Work to be completed
From the ITS1 variation passage, write out the portion from "The ITS1 of" to "in these mosquitoes." word for word.

Supplied text
= Beginning of Section =

The effect of sequence polymorphisms in ancestral populations on topological error is considered to be substantial over short periods of evolutionary time (Pamilo and Nei 1988). This is an important factor which determines whether a gene tree will be congruent with a population tree. Ancestral polymorphisms have been reported in other ITS1 studies (e.g., Rich et al. 1997; Presa et al. 2002), and the ITS1 sampled from a Western Province individual (WestPrv A2) appears to be another example. Its 5′-subrepeat was identical to many in the Pacific clade and its core differed by just a single transition. These adjacent spacer regions have therefore remained together since the swPNG and Pacific clades split, perhaps because it lies at the end of the rDNA loci of this individual. Like pseudogenic copies which translocate to other loci, repeats can also ‘escape’ from homogenization if located at the end of a tandem array, since recombination is less likely to occur there (McAllister and Werren 1999). The presence of the Torres B2 clone within the Australian clade indicates either some recent contact, given its proximity, another example of an ancestral variant, or possibly a recombinant. The presence of a shared identical 5′-subrepeat in the Northern Territory and Queensland may be due to some historical gene flow and subsequent recombination with different core regions. This did cause some incongruence, as indicated by the two clones (QLD1 A2 and NT4 A2) which form a basal polytomy in the Australian clade (Fig. 3).

The ITS1 of the An. farauti is unique given the level of intraindividual variation and internal repetition. It also contains the only known case, to our knowledge, of an insertion that appears to have derived from a duplication of an ITS2 sequence. Internal repetition of the ITS1 and insertion sequences in the 28S rRNA gene is common in arthropods. Indeed rDNA may be a suitable ‘habitat’ for the persistence of these repeat elements (Penton and Crease 2004). From our sample of the extant variation it appears that the 5′-subrepeat is more homogenized than the remainder of the spacer. This could be explained by the higher rate of turnover within the rDNA locus for this repeat relative to the core region. Indeed, the intraspecific concerted evolution of the ITS1 as a whole is likely to be a function of a high rate of turnover within and between the rDNA loci in these mosquitoes.

The degree of phylogenetic resolution demonstrates that the ITS1 is able to evolve in concert at an intraspecific level despite the presence of intraindividual variation. The fact that this species has a continuous coastal distribution yet discontinuities are present in the spacer makes this an even more interesting organism to study. In particular, variation in the ITS1 reflects recent patterns of population structure in this species. The high rate of DNA turnover experienced by satellite DNA (e.g., Pons and Gillespie 2004) and a recent example from a mating-specific gene family (Cvitanich et al. 2006) has proved to be a useful characteristic for improving phylogenetic resolution. The combined effect of a high rate of turnover and rapid divergence means that repetitive sequences are more likely to reflect recent evolutionary patterns of population structure and should prove useful tools despite the increased sampling required.

= End of Section =

Data shown

= Beginning of Section =

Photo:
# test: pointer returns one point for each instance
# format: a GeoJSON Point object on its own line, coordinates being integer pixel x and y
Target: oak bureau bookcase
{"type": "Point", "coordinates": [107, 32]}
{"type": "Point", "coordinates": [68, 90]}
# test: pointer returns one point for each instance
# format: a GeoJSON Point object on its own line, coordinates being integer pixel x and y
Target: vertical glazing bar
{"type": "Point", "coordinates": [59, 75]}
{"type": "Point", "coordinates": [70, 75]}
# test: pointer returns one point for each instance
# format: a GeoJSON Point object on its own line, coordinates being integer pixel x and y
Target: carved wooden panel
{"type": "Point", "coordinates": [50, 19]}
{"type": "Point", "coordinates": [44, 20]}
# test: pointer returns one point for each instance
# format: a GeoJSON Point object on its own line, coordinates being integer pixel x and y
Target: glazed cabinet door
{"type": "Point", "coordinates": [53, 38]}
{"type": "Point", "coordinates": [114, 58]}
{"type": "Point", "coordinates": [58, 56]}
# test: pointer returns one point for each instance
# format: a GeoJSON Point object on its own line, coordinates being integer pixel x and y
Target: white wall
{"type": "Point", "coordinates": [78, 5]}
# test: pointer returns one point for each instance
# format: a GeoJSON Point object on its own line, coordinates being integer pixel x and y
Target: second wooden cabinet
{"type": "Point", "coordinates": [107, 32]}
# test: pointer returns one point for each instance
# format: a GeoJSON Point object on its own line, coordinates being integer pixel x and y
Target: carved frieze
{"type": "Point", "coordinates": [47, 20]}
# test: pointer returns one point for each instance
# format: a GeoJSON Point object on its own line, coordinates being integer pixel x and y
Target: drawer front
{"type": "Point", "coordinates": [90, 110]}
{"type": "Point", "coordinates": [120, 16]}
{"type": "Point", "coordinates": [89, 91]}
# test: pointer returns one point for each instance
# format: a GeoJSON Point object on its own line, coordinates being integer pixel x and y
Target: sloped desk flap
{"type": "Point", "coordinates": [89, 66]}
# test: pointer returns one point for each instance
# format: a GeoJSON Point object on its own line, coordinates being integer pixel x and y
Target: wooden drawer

= End of Section =

Answer box
The ITS1 of the An. farauti is unique given the level of intraindividual variation and internal repetition. It also contains the only known case, to our knowledge, of an insertion that appears to have derived from a duplication of an ITS2 sequence. Internal repetition of the ITS1 and insertion sequences in the 28S rRNA gene is common in arthropods. Indeed rDNA may be a suitable ‘habitat’ for the persistence of these repeat elements (Penton and Crease 2004). From our sample of the extant variation it appears that the 5′-subrepeat is more homogenized than the remainder of the spacer. This could be explained by the higher rate of turnover within the rDNA locus for this repeat relative to the core region. Indeed, the intraspecific concerted evolution of the ITS1 as a whole is likely to be a function of a high rate of turnover within and between the rDNA loci in these mosquitoes.